Top of Given records
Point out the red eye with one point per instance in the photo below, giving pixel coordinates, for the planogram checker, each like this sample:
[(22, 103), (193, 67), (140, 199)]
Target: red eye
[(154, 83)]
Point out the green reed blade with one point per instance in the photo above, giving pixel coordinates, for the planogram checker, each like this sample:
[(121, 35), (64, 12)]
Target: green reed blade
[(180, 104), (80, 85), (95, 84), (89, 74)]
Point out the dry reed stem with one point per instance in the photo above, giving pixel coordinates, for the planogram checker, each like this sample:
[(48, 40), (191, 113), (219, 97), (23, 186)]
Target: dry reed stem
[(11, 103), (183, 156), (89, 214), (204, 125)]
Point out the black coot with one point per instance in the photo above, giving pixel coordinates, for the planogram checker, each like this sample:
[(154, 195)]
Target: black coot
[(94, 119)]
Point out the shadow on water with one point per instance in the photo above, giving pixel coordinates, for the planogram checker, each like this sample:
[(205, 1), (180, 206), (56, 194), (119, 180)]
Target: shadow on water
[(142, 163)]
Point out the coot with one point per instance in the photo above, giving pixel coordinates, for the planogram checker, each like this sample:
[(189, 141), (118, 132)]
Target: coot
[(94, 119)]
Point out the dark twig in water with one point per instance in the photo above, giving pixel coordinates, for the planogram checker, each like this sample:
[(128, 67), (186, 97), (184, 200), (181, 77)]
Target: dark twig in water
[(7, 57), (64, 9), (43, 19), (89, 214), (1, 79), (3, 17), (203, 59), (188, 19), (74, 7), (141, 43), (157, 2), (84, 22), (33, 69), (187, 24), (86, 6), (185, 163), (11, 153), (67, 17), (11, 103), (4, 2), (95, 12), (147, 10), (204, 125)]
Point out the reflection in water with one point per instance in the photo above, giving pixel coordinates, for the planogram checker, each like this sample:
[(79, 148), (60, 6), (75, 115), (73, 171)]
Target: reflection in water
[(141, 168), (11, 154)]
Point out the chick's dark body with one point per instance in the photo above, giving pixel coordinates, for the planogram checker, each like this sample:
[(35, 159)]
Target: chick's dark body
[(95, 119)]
Bottom of Given records
Task to carry out
If a line above contains the word "with", list it.

Solution below
Point out the red eye with one point per instance in the photo below, giving pixel coordinates, for the planogram checker, each like this sample:
Point out the green reed blade with one point per instance in the photo above, giving pixel coordinates, for the planogram checker, each like this sample:
Point out the dry reed stem with one point per instance in the photo above, giving pixel coordinates, for the planogram checker, each like this sample:
Point out the black coot with one point per instance in the photo above, giving pixel coordinates, for the planogram checker, each like this sample:
Point out the shadow on water with one point per instance in the photo above, giving pixel coordinates, for the planogram checker, each like this sample:
Point out the coot with one point per instance in the photo above, giving pixel coordinates, for the planogram checker, each like this sample:
Point out the dark twig in water with one point per instance in the photo above, giving pixel coordinates, for the planogram checker, each like this sample:
Point out the reflection in water with one point per instance in the photo above, giving pixel coordinates, for the planogram checker, each like this sample:
Point out the chick's dark body with one point per instance in the photo above, giving pixel coordinates, for the planogram checker, each like this sample:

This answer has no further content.